**EXERCISE DETAILS:** Arrange the lines below as a numbered list, leaving out any blank lines, starting with the line that contains "You are given this photograph. Your task: detect every sky" and going on through the line that contains "[679,269,830,505]". Include only those lines.

Rows from a box labeling dataset:
◇ ◇ ◇ ◇ ◇ ◇ ◇

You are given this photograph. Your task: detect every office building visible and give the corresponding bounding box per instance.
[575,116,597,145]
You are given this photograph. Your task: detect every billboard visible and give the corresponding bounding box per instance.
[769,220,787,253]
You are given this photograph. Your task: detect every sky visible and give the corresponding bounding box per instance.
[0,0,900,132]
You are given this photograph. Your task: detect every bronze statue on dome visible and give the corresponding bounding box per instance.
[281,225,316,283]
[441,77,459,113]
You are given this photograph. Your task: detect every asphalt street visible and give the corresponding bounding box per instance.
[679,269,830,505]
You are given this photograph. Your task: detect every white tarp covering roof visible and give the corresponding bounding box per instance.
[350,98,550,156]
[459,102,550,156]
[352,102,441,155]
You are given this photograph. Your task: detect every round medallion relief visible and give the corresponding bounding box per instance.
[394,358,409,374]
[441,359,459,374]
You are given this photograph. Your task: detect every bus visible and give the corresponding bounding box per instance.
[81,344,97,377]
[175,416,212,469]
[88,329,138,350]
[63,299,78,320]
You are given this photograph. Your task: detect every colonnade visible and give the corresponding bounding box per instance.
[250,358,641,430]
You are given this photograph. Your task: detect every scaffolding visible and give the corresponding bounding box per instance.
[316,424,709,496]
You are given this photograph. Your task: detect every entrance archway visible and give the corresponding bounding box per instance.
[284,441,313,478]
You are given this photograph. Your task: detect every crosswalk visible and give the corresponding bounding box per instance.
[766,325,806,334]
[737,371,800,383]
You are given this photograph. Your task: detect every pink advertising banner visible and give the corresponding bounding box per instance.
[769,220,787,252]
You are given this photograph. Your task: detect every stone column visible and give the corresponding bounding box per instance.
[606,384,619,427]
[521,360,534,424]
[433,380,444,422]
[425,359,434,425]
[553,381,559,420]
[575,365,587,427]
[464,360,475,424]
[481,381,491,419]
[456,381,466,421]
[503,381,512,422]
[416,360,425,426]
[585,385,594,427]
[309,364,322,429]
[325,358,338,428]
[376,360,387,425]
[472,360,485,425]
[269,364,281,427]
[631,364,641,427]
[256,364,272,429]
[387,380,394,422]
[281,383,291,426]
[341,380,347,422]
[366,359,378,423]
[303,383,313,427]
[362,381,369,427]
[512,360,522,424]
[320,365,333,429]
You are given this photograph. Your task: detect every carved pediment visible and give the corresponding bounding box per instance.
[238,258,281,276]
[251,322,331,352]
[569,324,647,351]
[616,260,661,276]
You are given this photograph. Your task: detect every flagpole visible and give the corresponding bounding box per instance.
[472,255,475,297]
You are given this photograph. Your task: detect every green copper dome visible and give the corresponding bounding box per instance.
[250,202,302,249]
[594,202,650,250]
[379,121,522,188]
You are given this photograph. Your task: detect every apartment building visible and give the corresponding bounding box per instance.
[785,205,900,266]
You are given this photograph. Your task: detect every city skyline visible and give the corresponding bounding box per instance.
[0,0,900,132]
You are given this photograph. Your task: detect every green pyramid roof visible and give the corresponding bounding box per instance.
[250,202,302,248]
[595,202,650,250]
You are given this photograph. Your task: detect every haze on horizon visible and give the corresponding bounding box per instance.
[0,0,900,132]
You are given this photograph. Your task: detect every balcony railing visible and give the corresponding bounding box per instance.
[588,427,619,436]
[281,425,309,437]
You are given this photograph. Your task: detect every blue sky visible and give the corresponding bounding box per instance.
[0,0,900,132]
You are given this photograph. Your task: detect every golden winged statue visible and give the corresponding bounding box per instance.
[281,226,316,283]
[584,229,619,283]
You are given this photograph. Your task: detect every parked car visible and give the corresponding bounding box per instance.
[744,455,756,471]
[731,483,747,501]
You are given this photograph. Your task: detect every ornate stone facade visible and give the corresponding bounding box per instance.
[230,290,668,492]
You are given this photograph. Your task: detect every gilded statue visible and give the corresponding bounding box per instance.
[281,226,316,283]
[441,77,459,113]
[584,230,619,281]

◇ ◇ ◇ ◇ ◇ ◇ ◇

**SOLVED PROBLEM:**
1. You are given this photograph. Your task: detect every sky visible and give the corresponding bounding box per instance.
2. [0,0,900,132]
3. You are given this photograph. Your task: detect every bronze statue on dome visible and give the corresponding bounding box per instance.
4. [281,225,316,283]
5. [441,77,459,113]
6. You are given this photograph. Your task: detect every asphalt street visible and give the corresponding bounding box per instance.
7. [679,269,830,505]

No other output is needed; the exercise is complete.